Task to complete:
Copy out only the records from the line with "Output form: <point>562,321</point>" up to and including the line with "<point>255,184</point>", swapping every "Query" for "Label" and leaving the rest untouched.

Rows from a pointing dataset

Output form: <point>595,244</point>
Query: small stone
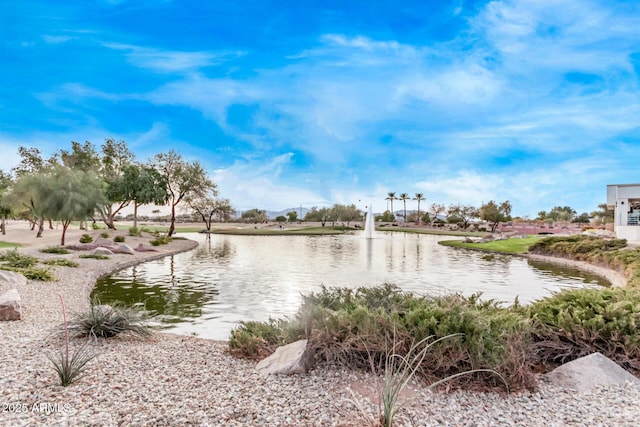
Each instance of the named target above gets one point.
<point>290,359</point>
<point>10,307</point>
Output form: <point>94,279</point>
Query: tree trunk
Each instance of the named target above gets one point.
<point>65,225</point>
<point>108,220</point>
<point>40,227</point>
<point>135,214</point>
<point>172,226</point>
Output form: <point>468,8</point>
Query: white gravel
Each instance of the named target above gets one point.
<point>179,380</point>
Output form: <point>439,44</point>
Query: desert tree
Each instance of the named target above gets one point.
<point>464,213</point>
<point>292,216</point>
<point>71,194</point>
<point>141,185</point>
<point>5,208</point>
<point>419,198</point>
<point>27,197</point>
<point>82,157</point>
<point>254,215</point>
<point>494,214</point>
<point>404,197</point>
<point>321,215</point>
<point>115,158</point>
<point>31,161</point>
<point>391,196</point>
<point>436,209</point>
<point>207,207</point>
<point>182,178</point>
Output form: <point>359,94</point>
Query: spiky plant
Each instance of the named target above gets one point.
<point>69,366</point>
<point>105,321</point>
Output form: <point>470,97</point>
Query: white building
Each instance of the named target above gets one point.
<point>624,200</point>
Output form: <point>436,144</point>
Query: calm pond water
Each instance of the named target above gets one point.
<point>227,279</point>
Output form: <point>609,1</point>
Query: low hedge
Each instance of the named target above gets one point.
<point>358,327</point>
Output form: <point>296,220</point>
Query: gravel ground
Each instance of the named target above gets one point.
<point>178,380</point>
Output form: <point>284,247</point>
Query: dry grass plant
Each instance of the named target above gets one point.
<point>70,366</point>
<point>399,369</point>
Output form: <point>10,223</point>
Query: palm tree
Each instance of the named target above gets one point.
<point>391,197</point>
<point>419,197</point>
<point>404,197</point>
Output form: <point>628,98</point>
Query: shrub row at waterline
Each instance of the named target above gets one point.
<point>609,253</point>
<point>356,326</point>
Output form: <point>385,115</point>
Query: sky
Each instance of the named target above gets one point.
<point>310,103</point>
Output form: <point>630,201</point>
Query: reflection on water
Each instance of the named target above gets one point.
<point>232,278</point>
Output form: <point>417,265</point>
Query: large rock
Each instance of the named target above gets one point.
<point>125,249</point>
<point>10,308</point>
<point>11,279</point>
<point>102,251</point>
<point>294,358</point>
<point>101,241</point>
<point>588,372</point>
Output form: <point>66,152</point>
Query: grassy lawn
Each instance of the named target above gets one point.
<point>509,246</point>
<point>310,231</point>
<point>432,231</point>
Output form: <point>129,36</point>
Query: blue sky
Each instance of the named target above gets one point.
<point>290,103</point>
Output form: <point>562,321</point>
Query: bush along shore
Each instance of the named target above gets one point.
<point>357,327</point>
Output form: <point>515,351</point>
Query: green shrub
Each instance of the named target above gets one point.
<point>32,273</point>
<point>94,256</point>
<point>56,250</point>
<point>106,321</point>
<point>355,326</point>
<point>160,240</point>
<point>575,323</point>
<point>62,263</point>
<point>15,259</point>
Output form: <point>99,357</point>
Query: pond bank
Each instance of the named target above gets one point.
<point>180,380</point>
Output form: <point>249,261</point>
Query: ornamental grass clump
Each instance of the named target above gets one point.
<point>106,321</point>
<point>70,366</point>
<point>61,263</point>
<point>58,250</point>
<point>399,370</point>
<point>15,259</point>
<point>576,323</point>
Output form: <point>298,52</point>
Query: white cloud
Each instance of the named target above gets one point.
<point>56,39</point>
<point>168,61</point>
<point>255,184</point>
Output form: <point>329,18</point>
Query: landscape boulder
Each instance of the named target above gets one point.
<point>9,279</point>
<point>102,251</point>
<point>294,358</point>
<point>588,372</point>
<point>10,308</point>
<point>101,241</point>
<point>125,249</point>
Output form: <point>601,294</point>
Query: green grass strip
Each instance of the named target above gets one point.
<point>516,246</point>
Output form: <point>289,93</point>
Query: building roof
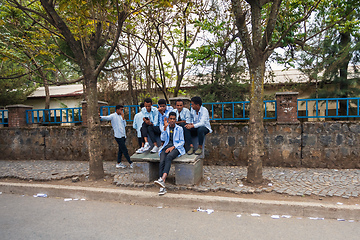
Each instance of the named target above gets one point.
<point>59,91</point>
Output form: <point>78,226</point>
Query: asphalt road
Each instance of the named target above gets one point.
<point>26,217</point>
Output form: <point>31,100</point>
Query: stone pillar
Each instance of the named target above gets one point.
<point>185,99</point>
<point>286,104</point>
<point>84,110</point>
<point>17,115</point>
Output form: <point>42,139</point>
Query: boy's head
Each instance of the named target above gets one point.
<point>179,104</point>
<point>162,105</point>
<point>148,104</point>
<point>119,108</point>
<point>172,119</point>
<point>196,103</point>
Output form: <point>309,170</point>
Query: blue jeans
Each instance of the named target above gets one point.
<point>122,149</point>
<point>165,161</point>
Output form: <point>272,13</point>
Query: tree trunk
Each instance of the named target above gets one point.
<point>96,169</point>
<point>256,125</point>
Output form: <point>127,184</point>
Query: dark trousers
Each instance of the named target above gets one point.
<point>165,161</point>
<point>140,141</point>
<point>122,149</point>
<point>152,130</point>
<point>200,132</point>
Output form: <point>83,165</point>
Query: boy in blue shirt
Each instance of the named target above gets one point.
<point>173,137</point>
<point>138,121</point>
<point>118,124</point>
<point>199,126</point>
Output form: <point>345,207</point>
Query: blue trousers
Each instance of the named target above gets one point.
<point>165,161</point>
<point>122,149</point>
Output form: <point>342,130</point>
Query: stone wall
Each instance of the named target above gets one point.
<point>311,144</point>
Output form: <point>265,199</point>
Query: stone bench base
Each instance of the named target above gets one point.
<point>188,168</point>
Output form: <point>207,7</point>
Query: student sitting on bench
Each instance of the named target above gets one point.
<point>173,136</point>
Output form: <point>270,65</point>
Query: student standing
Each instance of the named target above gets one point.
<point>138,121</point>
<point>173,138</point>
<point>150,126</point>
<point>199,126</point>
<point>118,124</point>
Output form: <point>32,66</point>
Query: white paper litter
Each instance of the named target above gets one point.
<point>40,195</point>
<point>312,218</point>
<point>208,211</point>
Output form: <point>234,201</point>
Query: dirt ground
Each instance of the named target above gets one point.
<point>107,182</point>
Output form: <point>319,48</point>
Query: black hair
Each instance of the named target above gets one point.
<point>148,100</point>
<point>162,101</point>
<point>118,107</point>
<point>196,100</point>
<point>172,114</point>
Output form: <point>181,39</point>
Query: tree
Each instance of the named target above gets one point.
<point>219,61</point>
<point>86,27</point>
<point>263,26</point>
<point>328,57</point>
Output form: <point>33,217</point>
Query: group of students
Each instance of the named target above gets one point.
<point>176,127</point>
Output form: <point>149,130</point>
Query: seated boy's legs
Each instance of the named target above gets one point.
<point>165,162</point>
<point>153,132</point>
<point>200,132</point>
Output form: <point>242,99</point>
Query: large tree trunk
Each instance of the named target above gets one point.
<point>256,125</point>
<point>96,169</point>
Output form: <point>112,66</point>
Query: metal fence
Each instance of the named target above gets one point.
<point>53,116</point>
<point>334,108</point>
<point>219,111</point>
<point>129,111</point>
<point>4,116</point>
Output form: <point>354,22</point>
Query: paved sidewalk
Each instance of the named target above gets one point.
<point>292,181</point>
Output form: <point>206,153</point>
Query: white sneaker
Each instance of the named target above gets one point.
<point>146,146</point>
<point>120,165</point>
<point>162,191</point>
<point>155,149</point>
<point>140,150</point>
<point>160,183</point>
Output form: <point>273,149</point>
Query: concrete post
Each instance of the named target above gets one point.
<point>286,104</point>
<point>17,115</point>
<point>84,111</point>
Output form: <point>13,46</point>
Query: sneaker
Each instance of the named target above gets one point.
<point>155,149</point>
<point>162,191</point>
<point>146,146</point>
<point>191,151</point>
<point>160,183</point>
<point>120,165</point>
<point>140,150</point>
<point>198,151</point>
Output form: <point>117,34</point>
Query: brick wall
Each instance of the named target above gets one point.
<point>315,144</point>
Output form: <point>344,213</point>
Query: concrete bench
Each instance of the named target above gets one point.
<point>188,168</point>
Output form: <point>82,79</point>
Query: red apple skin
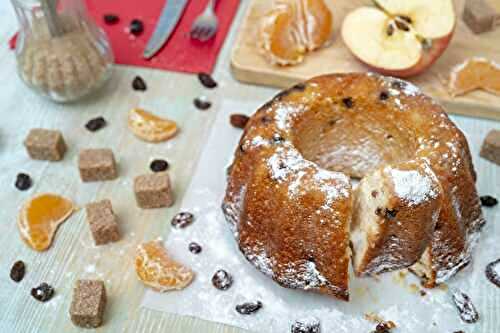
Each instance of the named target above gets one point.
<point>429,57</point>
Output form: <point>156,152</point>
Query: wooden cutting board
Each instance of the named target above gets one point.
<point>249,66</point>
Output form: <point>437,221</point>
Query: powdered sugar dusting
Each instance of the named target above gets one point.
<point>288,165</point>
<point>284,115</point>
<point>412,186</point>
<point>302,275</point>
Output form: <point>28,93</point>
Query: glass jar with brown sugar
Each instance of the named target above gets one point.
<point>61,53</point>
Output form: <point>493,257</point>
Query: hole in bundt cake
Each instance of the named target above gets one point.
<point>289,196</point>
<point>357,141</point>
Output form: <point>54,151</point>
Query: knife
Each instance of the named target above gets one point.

Answer to the task:
Output form: <point>562,321</point>
Label: bush along shore
Each instance of the named target above gets one point.
<point>357,327</point>
Output form: <point>515,351</point>
Label: green shrub
Each instance of the named target above gets one point.
<point>32,273</point>
<point>94,256</point>
<point>56,250</point>
<point>106,321</point>
<point>355,326</point>
<point>160,240</point>
<point>575,323</point>
<point>62,263</point>
<point>15,259</point>
Output form: <point>99,357</point>
Label: pond bank
Each instance of the named target above gets one point.
<point>180,380</point>
Output form: <point>249,261</point>
Label: ornamental grass clump
Each instance of the named target above gets one point.
<point>106,321</point>
<point>70,366</point>
<point>61,263</point>
<point>58,250</point>
<point>399,370</point>
<point>15,259</point>
<point>576,323</point>
Output form: <point>298,52</point>
Label: white cloud
Each instance of the named target above gets one point.
<point>56,39</point>
<point>168,61</point>
<point>255,184</point>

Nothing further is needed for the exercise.